課題本文 -
◆ ◆ ◆ ◆
それにキリスト教が難解でストイックさではハードコア過ぎる内容なのに庶民の支持を得たのは
『病気などの祈祷が無料』
『効果てきめん!』
の2点である。しかも、食事付き。
其の頃にも病気はあって、其れは祈祷師が彼是と呪文を唱えて治るのか、治らないのか。しかも、高額だった。
だが、キリストのコスパの良さは最強である。
何しろ無料だ。
中には香油で髪を洗った女性もいるけど、こいつはキリストのカノジョだからな。
じゃあ、その庶民達がその後もキリストを信仰していたか?っつーと、誰も信仰してない(キリスト教がヨーロッパで定着するのは11世紀〜13世紀頃)。
私の見解ではキリストの言葉や、性格、その能力や宗教的狭義を直系の弟子の中で唯一、理解し、信じていたのはユダだけだ。
◆ ◆ ◆ ◆
データ -
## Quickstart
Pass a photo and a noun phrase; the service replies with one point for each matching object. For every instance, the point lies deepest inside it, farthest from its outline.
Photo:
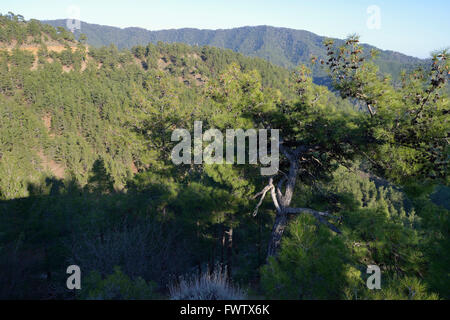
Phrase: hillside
(87, 178)
(282, 46)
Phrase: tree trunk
(229, 252)
(281, 221)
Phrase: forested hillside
(285, 47)
(86, 175)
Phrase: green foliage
(117, 286)
(312, 264)
(86, 175)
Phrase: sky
(412, 27)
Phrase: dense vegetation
(86, 176)
(284, 47)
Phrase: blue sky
(412, 27)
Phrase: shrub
(214, 286)
(117, 286)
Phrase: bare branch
(318, 214)
(263, 195)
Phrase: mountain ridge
(285, 47)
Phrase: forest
(86, 176)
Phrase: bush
(117, 286)
(312, 264)
(214, 286)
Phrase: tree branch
(318, 214)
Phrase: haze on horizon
(415, 28)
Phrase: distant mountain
(282, 46)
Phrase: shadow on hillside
(95, 227)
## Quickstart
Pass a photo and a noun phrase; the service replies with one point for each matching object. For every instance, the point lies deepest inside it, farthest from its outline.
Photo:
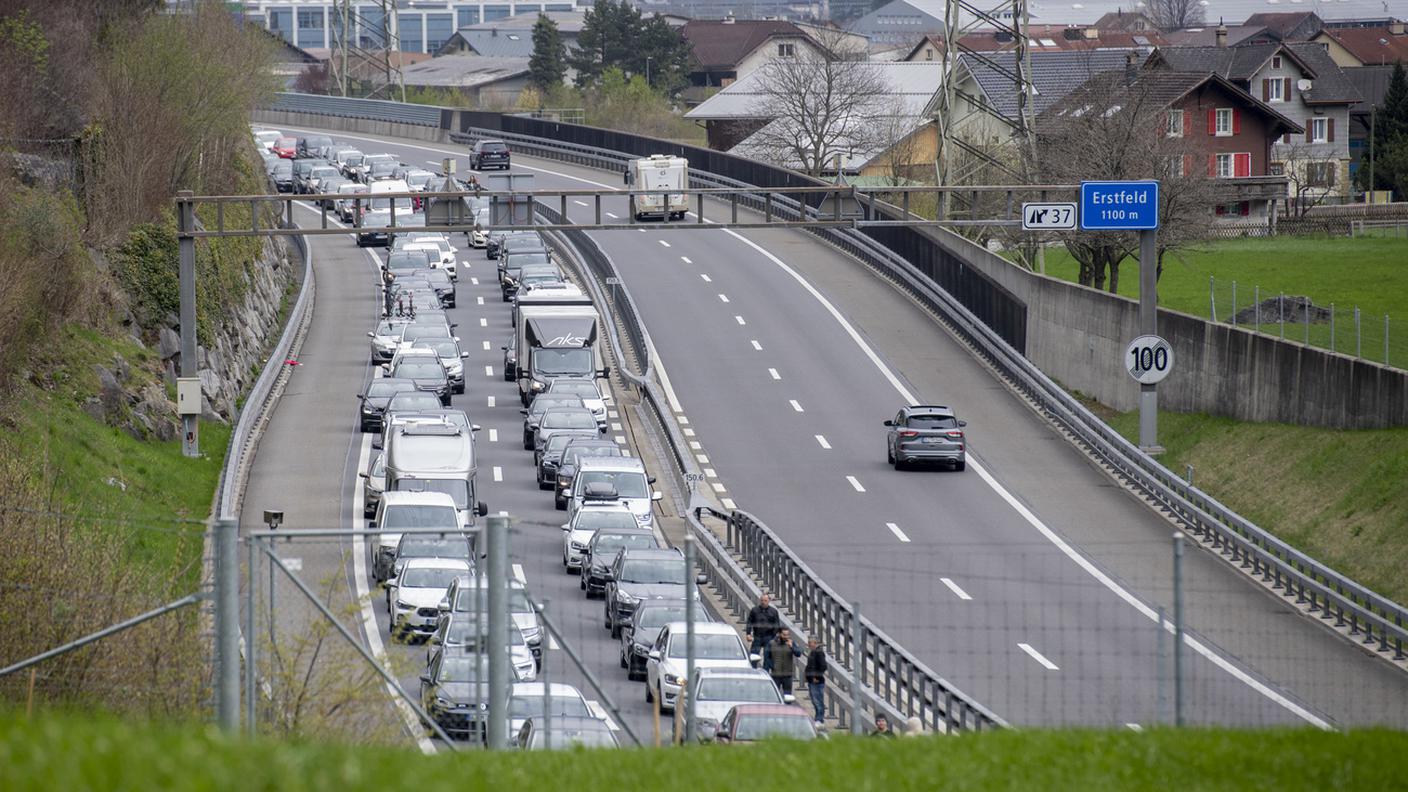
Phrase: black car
(378, 396)
(641, 575)
(427, 374)
(601, 550)
(309, 145)
(639, 632)
(568, 467)
(551, 454)
(489, 154)
(455, 692)
(532, 415)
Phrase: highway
(1027, 579)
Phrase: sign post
(1134, 206)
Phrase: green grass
(76, 753)
(103, 472)
(1339, 496)
(1366, 272)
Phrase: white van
(616, 478)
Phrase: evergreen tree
(548, 64)
(1390, 131)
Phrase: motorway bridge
(1015, 579)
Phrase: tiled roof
(1153, 89)
(1372, 45)
(1241, 64)
(723, 44)
(1053, 75)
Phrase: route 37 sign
(1048, 216)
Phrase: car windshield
(763, 726)
(604, 544)
(568, 419)
(455, 488)
(386, 389)
(385, 205)
(531, 706)
(544, 403)
(573, 739)
(570, 455)
(425, 331)
(628, 484)
(414, 400)
(463, 670)
(430, 578)
(652, 571)
(418, 516)
(710, 647)
(420, 371)
(739, 689)
(596, 520)
(932, 422)
(423, 546)
(585, 389)
(555, 362)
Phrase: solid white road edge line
(1038, 657)
(955, 588)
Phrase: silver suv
(925, 433)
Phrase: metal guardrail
(259, 402)
(1367, 616)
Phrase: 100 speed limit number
(1148, 358)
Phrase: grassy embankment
(1336, 495)
(76, 753)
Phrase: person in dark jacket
(782, 660)
(815, 677)
(763, 622)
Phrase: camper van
(659, 172)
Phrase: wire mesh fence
(1343, 329)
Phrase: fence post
(1177, 627)
(1359, 338)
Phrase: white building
(423, 24)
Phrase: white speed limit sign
(1148, 358)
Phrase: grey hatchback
(925, 433)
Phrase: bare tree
(1176, 14)
(1117, 127)
(821, 102)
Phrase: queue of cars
(421, 489)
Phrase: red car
(749, 723)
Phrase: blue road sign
(1118, 206)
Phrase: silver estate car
(925, 433)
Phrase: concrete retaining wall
(1077, 336)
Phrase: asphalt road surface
(1029, 581)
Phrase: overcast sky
(1234, 11)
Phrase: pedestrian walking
(782, 660)
(387, 279)
(815, 678)
(762, 626)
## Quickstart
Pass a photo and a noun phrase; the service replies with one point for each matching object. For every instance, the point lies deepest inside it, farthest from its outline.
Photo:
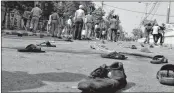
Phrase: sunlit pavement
(78, 59)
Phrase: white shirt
(96, 26)
(155, 29)
(69, 22)
(80, 13)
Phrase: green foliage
(111, 13)
(137, 32)
(98, 14)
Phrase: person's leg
(25, 22)
(52, 28)
(32, 23)
(76, 30)
(56, 28)
(156, 38)
(115, 33)
(36, 24)
(148, 38)
(80, 29)
(161, 38)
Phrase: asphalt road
(61, 68)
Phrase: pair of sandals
(166, 75)
(36, 48)
(159, 59)
(133, 47)
(114, 55)
(46, 44)
(99, 82)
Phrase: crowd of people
(157, 32)
(81, 26)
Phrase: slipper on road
(46, 44)
(159, 59)
(31, 48)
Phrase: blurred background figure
(36, 14)
(79, 19)
(54, 23)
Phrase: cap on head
(156, 24)
(37, 5)
(81, 7)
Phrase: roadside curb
(24, 33)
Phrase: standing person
(103, 30)
(148, 30)
(161, 33)
(60, 26)
(36, 14)
(155, 33)
(97, 31)
(113, 28)
(79, 19)
(88, 24)
(49, 24)
(69, 26)
(54, 23)
(26, 17)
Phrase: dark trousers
(114, 35)
(25, 21)
(155, 38)
(161, 38)
(78, 28)
(147, 33)
(54, 27)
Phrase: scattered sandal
(166, 75)
(133, 47)
(159, 59)
(114, 55)
(31, 48)
(46, 44)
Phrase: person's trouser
(161, 38)
(60, 28)
(69, 30)
(155, 38)
(109, 35)
(25, 21)
(147, 33)
(54, 26)
(78, 28)
(34, 23)
(88, 29)
(114, 35)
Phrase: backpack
(101, 72)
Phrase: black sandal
(46, 44)
(31, 48)
(159, 59)
(114, 55)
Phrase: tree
(98, 14)
(137, 32)
(111, 13)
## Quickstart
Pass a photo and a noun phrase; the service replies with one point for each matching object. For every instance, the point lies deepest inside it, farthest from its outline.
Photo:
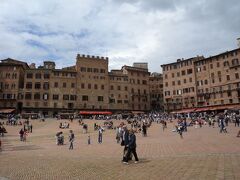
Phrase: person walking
(125, 142)
(100, 132)
(71, 139)
(21, 132)
(89, 140)
(131, 147)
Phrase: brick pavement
(203, 153)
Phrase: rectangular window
(73, 97)
(55, 96)
(189, 71)
(100, 98)
(119, 101)
(95, 70)
(56, 84)
(84, 98)
(37, 85)
(236, 75)
(65, 97)
(29, 85)
(89, 86)
(46, 76)
(228, 77)
(83, 69)
(102, 70)
(28, 96)
(37, 96)
(29, 75)
(38, 76)
(45, 96)
(82, 86)
(46, 85)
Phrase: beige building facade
(156, 92)
(179, 83)
(212, 82)
(218, 79)
(88, 85)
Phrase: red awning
(202, 109)
(95, 112)
(186, 110)
(6, 111)
(137, 112)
◆ ◆ ◆ ◆
課題内容 - 課題本文によると、キリスト教がヨーロッパで定着するのは何世紀頃か。

解答 - 11世紀〜13世紀頃